» SHORT TASK: Would you retype, word for word, the line with "point_to MUST place one pin on each instance of the cracked" and every line after it through the end of the records below?

» DATA FOR THIS EXERCISE:
▬▬▬▬▬▬▬▬▬▬
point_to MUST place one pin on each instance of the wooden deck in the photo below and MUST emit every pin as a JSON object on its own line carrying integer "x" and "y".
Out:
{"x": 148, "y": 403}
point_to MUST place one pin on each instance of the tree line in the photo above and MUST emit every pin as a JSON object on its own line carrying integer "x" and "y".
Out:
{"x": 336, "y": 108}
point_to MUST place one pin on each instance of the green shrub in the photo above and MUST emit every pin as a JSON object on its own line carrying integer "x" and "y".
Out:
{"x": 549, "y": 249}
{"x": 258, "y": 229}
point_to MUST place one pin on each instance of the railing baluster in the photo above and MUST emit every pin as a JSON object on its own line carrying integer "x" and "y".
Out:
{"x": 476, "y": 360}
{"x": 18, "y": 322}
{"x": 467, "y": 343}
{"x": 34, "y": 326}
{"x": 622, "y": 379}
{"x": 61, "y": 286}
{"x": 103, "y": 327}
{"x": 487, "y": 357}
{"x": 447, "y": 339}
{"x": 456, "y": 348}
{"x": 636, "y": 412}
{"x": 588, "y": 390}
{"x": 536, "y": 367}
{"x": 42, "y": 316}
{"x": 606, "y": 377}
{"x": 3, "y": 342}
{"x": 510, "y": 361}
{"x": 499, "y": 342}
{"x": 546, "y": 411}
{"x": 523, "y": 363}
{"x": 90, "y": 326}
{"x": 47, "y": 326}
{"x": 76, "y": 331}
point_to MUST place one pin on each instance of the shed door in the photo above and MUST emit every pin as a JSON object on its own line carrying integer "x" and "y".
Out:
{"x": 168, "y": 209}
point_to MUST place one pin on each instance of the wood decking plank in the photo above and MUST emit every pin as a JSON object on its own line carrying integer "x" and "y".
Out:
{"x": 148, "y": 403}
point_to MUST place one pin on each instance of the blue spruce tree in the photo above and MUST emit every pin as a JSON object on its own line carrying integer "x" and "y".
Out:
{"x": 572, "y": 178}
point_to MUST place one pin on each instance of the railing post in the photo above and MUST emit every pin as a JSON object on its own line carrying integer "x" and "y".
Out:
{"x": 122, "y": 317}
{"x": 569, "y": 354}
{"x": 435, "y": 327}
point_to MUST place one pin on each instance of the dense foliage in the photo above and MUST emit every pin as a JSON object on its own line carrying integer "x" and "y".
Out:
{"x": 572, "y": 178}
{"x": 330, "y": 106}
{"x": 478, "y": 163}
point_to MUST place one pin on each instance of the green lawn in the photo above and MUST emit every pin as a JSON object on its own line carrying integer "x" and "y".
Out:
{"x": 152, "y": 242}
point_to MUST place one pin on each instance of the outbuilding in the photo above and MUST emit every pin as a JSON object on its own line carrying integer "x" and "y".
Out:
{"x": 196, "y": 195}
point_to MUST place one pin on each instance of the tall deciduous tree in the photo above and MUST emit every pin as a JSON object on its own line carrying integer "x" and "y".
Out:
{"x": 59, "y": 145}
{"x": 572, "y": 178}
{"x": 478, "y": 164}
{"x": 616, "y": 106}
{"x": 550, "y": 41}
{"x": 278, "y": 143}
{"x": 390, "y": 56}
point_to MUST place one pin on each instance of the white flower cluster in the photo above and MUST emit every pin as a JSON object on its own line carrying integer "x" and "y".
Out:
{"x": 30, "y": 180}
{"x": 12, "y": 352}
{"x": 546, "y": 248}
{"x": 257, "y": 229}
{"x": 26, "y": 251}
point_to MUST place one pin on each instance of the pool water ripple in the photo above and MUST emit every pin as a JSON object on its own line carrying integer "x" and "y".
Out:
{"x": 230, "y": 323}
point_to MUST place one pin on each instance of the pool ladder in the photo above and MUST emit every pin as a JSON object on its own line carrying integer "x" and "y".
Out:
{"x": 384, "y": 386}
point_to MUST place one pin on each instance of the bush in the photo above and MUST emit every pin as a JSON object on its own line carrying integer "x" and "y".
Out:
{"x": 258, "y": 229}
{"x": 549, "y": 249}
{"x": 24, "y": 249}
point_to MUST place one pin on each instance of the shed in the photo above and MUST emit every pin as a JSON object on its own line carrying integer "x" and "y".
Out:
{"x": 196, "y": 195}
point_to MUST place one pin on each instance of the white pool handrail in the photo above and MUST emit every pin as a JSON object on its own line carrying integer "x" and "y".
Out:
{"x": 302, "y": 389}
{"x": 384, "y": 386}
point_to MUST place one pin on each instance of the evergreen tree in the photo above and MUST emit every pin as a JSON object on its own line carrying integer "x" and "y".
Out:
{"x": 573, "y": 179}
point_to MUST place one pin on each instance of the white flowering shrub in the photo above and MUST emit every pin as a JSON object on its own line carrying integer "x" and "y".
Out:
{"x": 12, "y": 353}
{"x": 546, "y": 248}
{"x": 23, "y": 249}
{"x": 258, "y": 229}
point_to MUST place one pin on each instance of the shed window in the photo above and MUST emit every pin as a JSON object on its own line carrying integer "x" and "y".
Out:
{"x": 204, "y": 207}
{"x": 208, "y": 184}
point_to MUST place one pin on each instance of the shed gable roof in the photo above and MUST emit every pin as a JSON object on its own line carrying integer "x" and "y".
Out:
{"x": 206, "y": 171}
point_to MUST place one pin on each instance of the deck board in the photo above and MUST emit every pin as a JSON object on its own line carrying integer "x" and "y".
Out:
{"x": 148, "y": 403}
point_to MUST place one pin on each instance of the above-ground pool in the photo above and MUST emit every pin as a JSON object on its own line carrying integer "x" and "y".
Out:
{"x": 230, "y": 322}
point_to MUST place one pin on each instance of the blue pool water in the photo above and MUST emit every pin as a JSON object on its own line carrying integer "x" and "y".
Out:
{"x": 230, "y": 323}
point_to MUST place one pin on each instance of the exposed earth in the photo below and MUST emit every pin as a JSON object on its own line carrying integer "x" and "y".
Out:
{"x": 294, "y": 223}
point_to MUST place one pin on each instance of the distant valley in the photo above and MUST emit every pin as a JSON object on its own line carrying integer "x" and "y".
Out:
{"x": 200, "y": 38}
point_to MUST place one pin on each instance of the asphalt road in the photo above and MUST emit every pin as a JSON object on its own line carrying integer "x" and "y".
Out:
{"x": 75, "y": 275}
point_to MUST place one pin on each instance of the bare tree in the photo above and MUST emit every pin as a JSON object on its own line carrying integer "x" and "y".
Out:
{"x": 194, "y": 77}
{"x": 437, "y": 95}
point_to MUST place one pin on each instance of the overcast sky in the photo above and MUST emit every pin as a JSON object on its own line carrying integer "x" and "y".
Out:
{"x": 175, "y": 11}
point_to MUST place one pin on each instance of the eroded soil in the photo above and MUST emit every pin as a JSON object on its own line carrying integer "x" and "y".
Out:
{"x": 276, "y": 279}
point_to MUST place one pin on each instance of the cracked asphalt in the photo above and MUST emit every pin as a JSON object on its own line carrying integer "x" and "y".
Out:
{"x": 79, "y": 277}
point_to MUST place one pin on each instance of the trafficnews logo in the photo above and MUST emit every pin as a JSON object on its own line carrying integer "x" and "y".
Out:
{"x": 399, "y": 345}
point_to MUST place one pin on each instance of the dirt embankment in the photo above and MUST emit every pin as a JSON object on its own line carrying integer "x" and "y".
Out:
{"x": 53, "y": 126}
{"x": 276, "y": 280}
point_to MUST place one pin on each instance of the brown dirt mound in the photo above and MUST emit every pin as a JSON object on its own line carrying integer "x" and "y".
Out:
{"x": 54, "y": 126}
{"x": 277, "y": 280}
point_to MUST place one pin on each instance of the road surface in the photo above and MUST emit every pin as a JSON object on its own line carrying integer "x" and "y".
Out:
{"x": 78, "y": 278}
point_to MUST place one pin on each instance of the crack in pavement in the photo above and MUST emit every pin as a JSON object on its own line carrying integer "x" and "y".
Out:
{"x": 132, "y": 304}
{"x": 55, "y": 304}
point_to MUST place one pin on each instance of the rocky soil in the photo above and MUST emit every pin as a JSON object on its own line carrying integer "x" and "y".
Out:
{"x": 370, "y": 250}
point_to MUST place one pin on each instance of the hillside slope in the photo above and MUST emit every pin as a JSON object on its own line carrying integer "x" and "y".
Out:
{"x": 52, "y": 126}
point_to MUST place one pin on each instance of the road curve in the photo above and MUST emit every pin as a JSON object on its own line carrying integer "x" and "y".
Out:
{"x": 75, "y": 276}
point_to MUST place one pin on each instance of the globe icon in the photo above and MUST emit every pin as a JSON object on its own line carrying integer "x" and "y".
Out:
▬▬▬▬▬▬▬▬▬▬
» OUTPUT FOR THIS TASK:
point_to MUST place one pin on each instance of the cracked asphalt in the photo above and MUST emit every pin as a JSON object on its own line carrying integer "x" and "y".
Out:
{"x": 79, "y": 277}
point_to MUST place one pin on each instance of the trafficnews logo in the photo above and MUST emit every pin as a JSON object on its own line carrying integer "x" and "y".
Out:
{"x": 399, "y": 345}
point_to MUST place one pin on each instance of the dirt embankment in the photo above and MUST emit every pin as a JSON object on its own line carrying integer "x" and "y".
Out:
{"x": 53, "y": 126}
{"x": 276, "y": 280}
point_to MUST place one pin on each instance of the brown dirt mound in the photo above and MUST emit every pin as a JSON object on its own line carrying integer "x" and "y".
Out:
{"x": 54, "y": 126}
{"x": 277, "y": 280}
point_to MUST place one pin on each instance of the road surface in the photo above and MUST emit every pin as a JSON object on its own line carrying integer "x" and "y".
Out:
{"x": 78, "y": 278}
point_to MUST place one pin on each instance of the crack in pavement in the photo above and MUST emit every pin as a JSON object on its own line carrying integer "x" and "y".
Out:
{"x": 132, "y": 304}
{"x": 55, "y": 304}
point_to MUST place one pin on each instance of the rocky soil in the photo above and MUST emit every pin as a JSON object on its own line carrying integer "x" and "y".
Out:
{"x": 370, "y": 250}
point_to MUST place one pin on each instance of the hillside slope in the photo above and MUST emit every pin as a JSON object on its own line carrying integer "x" and "y".
Out:
{"x": 52, "y": 126}
point_to MUST place one pin on each instance of the road curve in the photo above and MUST emit every pin as a JSON object on its own line carrying integer "x" and "y".
Out:
{"x": 75, "y": 276}
point_to MUST place one pin on each instance of the globe icon in the photo above and MUST emit every pin as a JSON object on its own line carrying integer "x" and "y".
Out:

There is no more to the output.